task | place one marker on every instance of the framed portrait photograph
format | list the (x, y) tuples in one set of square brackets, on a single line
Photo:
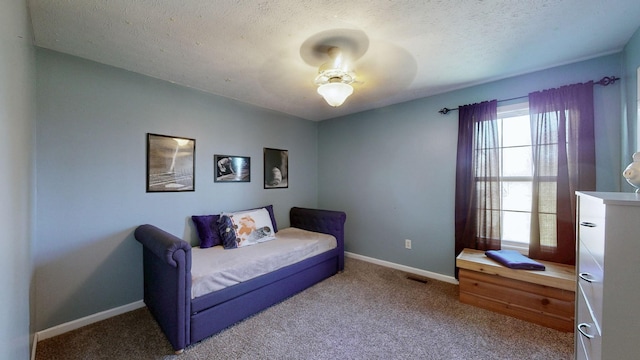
[(230, 168), (170, 163), (276, 168)]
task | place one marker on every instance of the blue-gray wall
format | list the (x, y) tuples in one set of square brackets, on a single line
[(631, 64), (393, 169), (17, 116), (390, 169), (92, 122)]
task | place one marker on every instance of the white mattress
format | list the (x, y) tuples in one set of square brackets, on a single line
[(215, 268)]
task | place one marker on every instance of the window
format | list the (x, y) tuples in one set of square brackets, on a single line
[(516, 172)]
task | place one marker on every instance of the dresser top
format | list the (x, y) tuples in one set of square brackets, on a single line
[(613, 198)]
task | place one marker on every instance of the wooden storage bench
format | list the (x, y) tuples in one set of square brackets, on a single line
[(544, 297)]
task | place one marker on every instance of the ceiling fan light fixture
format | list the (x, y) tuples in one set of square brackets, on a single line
[(334, 79), (335, 93)]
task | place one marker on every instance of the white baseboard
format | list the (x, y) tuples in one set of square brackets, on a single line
[(76, 324), (408, 269), (33, 346), (87, 320)]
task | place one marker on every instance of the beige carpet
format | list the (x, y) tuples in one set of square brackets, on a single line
[(366, 312)]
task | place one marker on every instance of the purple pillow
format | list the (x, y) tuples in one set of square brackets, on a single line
[(227, 232), (207, 226), (273, 218)]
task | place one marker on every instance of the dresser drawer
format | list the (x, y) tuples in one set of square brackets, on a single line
[(591, 340), (591, 236), (590, 276)]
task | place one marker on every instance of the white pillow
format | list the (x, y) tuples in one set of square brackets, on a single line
[(251, 226)]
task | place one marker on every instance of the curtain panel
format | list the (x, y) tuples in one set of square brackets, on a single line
[(563, 140), (477, 203)]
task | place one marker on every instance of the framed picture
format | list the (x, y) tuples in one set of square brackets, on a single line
[(170, 163), (276, 168), (229, 168)]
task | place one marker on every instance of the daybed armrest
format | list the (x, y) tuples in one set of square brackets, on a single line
[(167, 282), (161, 243), (324, 221)]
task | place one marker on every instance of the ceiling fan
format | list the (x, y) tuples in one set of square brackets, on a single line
[(345, 59)]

────

[The request]
Copy the lines of the listing word for word, starting at the line that contains "the dresser drawer" and ending at the line that contains "[(251, 226)]", both included.

[Exercise response]
task | place one marker on every instance of the dresser drawer
format | list the (x, y) tuples in one set of square brackets, on a single line
[(591, 340), (591, 236), (590, 276)]
task | place one marker on every instance of the white pillow
format | list the (x, y) tuples in one set of square brackets, on a single line
[(251, 226)]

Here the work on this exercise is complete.